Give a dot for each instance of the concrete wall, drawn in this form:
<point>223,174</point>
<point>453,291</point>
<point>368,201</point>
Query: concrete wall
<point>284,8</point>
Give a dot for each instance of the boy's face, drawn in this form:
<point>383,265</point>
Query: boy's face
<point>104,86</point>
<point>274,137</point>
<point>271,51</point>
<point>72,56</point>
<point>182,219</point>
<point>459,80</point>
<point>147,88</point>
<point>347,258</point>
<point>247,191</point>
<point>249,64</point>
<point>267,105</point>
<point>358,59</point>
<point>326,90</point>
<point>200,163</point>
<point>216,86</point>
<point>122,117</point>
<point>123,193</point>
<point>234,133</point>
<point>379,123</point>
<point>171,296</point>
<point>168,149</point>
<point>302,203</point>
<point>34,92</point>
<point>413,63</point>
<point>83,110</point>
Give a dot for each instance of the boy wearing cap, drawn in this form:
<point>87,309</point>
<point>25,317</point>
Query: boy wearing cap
==============================
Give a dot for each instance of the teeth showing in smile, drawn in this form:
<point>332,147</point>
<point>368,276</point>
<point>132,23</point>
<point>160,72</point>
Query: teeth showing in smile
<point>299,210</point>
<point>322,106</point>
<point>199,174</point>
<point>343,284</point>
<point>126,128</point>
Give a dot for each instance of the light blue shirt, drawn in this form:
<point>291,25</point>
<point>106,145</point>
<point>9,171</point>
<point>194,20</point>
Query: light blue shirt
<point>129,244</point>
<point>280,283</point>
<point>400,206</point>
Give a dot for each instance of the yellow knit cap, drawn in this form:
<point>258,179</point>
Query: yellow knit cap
==============================
Rewrite the lines of the records above as a numbered list, omitting any blank lines. Begin with the line that contains "Give a dot for each instance of the concrete" and end after the line that contains "Query: boy wearing cap", including both of those lines.

1. Give a dot for each instance of the concrete wall, drawn in this form:
2. <point>223,174</point>
3. <point>453,291</point>
4. <point>368,201</point>
5. Query: concrete wall
6. <point>284,8</point>
7. Give a dot for each instance of the boy's face, drawn in this form:
8. <point>383,265</point>
9. Query: boy's face
10. <point>104,86</point>
11. <point>274,137</point>
12. <point>271,51</point>
13. <point>72,56</point>
14. <point>182,219</point>
15. <point>459,80</point>
16. <point>147,88</point>
17. <point>347,258</point>
18. <point>247,191</point>
19. <point>249,64</point>
20. <point>267,105</point>
21. <point>358,59</point>
22. <point>326,90</point>
23. <point>200,163</point>
24. <point>216,86</point>
25. <point>122,117</point>
26. <point>123,193</point>
27. <point>234,133</point>
28. <point>379,123</point>
29. <point>171,296</point>
30. <point>168,149</point>
31. <point>302,203</point>
32. <point>34,92</point>
33. <point>413,63</point>
34. <point>83,110</point>
35. Give a dot for each instance of the boy wearing cap, drawn in this form:
36. <point>87,309</point>
37. <point>25,317</point>
38. Query: boy wearing cap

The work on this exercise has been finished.